→ **TO-DO LIST**:
(1) Reproduce the dissolution plan excerpt word for word, starting at "8. Absence of" and ending at "by the Plan.".
(2) Show every line of the rows that contains the word "hedge".

** START PASSAGE **

7. Conduct of the Company Following Approval of the Plan. Under Delaware law, dissolution is effective upon the filing of a certificate of dissolution with the Secretary of State of the State of Delaware or upon such later effective date as may be set forth in the certificate of dissolution. As provided by Section 278 of the DGCL, the Company shall be continued for the term of 3 years from the effective dissolution date or for such longer period as the Court of Chancery shall in its discretion direct, as a body corporate for the purpose of prosecuting and defending suits, whether civil, criminal or administrative, by or against it, and of enabling it gradually to settle and close its business, to dispose of and convey its property, to discharge its liabilities and to distribute to its stockholders any remaining assets, but not for the purpose of continuing the business for which the corporation was organized. With respect to any action, suit or proceeding begun by or against the Company either prior to or within 3 years after the effective date of its dissolution, the action shall not abate by reason of the dissolution of the Company; the Company shall, solely for the purpose of such action, suit or proceeding, be continued as a body corporate beyond the 3-year period and until any judgments, orders or decrees therein shall be fully executed, without the necessity for any special direction to that effect by the Court of Chancery. The powers of the officers and directors of the Company shall continue during this time period in order to allow them to take the necessary steps to wind up the affairs of the Company.

8. Absence of Appraisal Rights. Under Delaware law, the holders and beneficial owners of the Company’s capital stock are not entitled to appraisal rights in connection with the transactions contemplated by the Plan.

** END PASSAGE **
** START INFORMATION SUPPLIED **

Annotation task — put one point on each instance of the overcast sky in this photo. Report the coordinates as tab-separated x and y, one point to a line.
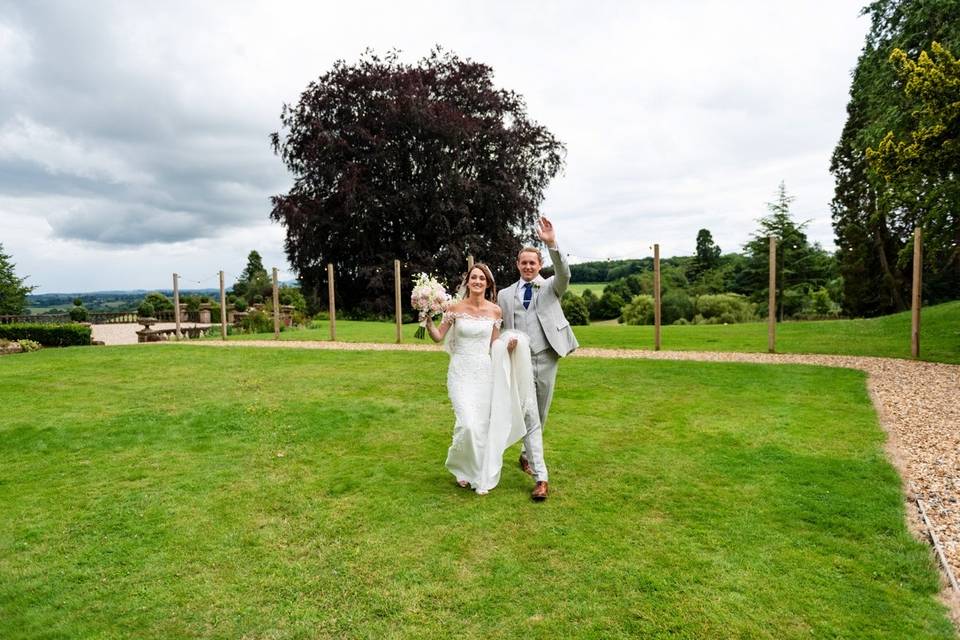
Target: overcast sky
134	135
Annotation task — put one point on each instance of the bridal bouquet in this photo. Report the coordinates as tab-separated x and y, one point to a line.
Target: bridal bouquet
429	298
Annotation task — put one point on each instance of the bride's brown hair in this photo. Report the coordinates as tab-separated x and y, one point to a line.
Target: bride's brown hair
491	291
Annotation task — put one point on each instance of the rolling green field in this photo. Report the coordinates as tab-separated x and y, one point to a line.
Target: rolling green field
888	336
181	491
579	287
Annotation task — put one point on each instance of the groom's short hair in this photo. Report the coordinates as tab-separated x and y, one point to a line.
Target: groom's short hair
530	250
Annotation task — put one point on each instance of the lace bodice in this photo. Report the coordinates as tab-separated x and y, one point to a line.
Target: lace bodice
471	334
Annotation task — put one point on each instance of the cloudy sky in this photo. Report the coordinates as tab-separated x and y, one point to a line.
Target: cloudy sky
134	135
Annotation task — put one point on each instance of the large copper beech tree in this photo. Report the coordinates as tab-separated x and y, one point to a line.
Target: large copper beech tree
425	163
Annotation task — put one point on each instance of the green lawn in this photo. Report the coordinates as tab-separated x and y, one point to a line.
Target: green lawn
187	492
887	336
579	287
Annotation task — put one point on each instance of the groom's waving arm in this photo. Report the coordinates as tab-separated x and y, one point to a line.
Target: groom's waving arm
561	270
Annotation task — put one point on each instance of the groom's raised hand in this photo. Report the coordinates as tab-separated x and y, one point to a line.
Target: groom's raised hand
546	232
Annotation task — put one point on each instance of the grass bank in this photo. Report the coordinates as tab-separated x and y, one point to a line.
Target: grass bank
176	492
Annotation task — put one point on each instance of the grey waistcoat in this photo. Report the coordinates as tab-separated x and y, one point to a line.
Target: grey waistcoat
526	320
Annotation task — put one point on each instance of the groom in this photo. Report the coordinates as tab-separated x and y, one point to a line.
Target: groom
532	305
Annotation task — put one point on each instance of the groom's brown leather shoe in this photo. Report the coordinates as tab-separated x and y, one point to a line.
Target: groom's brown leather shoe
539	493
525	465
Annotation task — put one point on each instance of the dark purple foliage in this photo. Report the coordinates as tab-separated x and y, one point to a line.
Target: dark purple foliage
426	164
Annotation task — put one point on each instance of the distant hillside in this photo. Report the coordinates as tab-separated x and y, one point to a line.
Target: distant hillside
110	300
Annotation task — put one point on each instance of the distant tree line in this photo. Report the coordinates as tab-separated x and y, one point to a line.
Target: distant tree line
711	286
897	163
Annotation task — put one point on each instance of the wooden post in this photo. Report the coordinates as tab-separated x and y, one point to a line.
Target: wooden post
772	299
656	297
915	306
176	303
333	306
223	309
276	307
396	286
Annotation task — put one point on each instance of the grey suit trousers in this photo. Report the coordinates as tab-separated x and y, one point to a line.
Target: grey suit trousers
544	375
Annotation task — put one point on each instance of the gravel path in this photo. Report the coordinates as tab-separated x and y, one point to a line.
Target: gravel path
918	404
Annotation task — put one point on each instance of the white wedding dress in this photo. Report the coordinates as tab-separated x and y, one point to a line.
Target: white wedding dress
490	390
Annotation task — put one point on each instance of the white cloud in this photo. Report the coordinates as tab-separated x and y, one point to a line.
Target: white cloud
133	136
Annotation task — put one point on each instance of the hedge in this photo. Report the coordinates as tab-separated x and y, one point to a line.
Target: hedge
49	335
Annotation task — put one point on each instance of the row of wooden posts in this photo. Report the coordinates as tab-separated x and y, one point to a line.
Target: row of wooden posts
771	315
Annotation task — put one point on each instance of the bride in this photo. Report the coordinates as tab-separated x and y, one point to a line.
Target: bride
489	381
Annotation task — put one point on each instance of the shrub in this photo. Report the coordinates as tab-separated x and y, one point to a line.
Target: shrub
575	309
299	318
48	335
78	314
293	297
159	301
257	322
28	345
675	305
639	310
608	306
589	297
723	307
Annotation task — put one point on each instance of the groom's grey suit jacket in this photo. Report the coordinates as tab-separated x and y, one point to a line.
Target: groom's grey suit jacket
546	306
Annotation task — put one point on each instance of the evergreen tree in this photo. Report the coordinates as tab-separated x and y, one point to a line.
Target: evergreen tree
873	217
801	266
707	256
13	293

** END INFORMATION SUPPLIED **

→ **RESULTS FOR THE EXERCISE**:
(1)
8. Absence of Appraisal Rights. Under Delaware law, the holders and beneficial owners of the Company’s capital stock are not entitled to appraisal rights in connection with the transactions contemplated by the Plan.

(2)
Annotation task — put one point on each instance of the hedge in this photo. Report the coordinates as tab-separated x and y, one point to a line.
Target: hedge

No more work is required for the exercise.